### Given instruction
Translate this sentence from the passage on New American Cinema films into Spanish: "Ben van Meter’s S. F. Trips Festival: An Opening (1967) is a gorgeously multiple exposed record of a “happening” on the West Coast, and has much in common with Wisniewski’s and Wirtschafter’s work."

### Document passage
Ben van Meter’s S. F. Trips Festival: An Opening (1967) is a gorgeously multiple exposed record of a “happening” on the West Coast, and has much in common with Wisniewski’s and Wirtschafter’s work. Jud Yalkut, originally a New York based filmmaker associated with the USCO Lightshow group, has continuously made films since the early 1960s, of which Kusama’s Self-Obliteration (1967), a record of a “happening” conducted by Japanese artist Yayoi Kusama, and US Down By the Riverside (1966) are perhaps best known.

A group of influential films by New American Cinema artists seldom screened today also includes Jock Livingston’s Dadaist-influenced comedy Zero in the Universe(1966), David Secter’s Winter Kept Us Warm(1968)), revolving around a gay love affair on a Canadian college campus, Dick Higgins’s The Flaming City(1963), a hard-edged “Beat” epic about Manhattan life on the margins and Robert Kramer’s Ice (1969) dealing with a futurist cell of political revolutionaries; all of these films are certainly worthy of revival.

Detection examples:
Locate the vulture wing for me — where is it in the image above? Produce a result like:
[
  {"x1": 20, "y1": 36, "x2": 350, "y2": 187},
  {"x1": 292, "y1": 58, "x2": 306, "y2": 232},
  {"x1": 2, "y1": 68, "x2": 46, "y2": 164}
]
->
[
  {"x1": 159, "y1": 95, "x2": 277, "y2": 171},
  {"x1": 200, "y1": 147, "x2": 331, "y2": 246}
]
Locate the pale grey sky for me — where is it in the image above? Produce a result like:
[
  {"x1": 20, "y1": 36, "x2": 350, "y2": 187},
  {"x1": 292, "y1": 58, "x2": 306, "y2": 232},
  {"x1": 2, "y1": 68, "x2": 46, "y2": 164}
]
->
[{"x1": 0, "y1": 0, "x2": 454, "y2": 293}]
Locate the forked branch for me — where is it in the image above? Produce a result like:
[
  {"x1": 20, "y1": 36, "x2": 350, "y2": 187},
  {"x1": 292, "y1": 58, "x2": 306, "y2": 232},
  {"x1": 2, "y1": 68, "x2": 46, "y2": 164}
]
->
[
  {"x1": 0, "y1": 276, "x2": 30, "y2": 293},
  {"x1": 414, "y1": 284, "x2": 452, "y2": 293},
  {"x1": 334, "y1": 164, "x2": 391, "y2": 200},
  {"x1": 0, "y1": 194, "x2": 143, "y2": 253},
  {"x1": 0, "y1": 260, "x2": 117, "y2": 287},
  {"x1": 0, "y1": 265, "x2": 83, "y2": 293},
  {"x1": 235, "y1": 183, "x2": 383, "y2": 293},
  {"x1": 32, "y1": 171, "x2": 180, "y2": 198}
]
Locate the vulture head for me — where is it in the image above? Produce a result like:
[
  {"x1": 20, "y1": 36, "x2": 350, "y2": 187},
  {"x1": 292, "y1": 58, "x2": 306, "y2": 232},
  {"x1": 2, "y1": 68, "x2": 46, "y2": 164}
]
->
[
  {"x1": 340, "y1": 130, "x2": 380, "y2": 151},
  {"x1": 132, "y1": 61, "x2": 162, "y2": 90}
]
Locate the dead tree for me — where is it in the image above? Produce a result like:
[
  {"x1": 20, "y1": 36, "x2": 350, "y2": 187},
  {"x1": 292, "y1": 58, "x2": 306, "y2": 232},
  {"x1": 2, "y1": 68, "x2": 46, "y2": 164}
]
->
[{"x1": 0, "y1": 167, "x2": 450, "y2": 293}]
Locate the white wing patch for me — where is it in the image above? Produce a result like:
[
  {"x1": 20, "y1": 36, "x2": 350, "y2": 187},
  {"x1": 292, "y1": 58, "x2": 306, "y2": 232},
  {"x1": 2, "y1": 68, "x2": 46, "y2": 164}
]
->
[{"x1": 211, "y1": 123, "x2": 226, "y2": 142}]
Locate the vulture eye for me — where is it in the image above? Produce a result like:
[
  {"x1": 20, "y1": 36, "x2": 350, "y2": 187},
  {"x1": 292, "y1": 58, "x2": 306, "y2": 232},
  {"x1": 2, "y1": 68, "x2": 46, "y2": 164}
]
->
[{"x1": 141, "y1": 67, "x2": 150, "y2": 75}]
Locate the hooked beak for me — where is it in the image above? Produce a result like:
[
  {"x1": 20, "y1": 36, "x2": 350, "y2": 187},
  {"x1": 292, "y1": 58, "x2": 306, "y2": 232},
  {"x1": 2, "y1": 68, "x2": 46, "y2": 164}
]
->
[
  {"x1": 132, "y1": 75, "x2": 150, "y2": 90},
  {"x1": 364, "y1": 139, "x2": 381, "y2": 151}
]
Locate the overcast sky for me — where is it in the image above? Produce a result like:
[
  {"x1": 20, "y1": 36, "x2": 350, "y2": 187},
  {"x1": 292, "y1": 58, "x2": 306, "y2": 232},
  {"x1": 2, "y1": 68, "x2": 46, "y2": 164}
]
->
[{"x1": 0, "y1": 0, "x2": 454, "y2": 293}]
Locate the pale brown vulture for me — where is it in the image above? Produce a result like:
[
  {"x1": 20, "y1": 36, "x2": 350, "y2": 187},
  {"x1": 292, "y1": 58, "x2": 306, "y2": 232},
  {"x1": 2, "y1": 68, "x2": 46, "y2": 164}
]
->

### Response to this task
S. F. Trips Festival: An Opening (1967), de Ben van Meter, es un registro espléndidamente realizado con múltiples exposiciones de un «happening» en la Costa Oeste, y tiene mucho en común con la obra de Wisniewski y de Wirtschafter.